* [Task details]: Return, word for word, the line containing "Where can you find the brown" and every line after it through the last line of the records below.

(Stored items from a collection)

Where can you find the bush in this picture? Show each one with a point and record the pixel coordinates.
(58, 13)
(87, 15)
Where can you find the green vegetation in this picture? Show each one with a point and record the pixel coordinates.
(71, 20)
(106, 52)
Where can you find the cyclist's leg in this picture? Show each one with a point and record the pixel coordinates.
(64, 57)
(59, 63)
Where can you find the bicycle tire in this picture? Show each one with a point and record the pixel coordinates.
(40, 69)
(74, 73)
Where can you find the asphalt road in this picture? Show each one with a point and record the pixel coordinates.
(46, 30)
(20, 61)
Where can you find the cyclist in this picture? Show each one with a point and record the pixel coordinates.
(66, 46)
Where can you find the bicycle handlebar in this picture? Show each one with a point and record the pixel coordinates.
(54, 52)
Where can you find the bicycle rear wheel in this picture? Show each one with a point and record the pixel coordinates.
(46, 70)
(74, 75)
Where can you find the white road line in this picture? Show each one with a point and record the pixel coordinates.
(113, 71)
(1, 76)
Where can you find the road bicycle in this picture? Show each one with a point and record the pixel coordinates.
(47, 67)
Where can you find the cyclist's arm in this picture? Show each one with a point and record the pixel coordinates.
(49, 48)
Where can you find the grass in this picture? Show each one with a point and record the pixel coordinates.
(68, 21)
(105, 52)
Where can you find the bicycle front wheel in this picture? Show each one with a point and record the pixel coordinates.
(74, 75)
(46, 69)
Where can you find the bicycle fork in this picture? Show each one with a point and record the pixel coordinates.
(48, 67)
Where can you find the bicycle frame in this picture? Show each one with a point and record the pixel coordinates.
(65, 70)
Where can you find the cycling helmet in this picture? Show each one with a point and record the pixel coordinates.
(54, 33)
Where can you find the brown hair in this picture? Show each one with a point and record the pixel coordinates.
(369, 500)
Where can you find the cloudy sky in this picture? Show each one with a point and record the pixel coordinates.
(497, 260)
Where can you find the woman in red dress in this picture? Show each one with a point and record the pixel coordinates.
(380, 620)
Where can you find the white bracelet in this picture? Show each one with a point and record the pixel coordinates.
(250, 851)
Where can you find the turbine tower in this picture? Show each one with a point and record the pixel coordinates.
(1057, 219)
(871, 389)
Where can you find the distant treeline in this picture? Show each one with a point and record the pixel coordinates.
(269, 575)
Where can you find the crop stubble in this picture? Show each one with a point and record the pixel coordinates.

* [Solution]:
Where can you find the brown hair in this picture? Show each one with a point and record the pixel coordinates.
(369, 500)
Where can you find the cloudy sky in this picture? Show each one with a point and record the pixel coordinates.
(497, 260)
Where can you find the woman in red dress in this picture? Show each one with a point and record the pixel coordinates.
(380, 620)
Where can you find the white bracelet in this picture? Show each one with a point and record the pixel coordinates.
(250, 851)
Where can you find the turbine tower in this picture? Show each one with a point and record the pixel coordinates.
(1057, 219)
(871, 389)
Where can you find the distant treeline in this picture? Show each one with a point and record the pixel coordinates.
(269, 575)
Where can you find the crop stubble in this picture? Show each one with a point and record the pixel coordinates.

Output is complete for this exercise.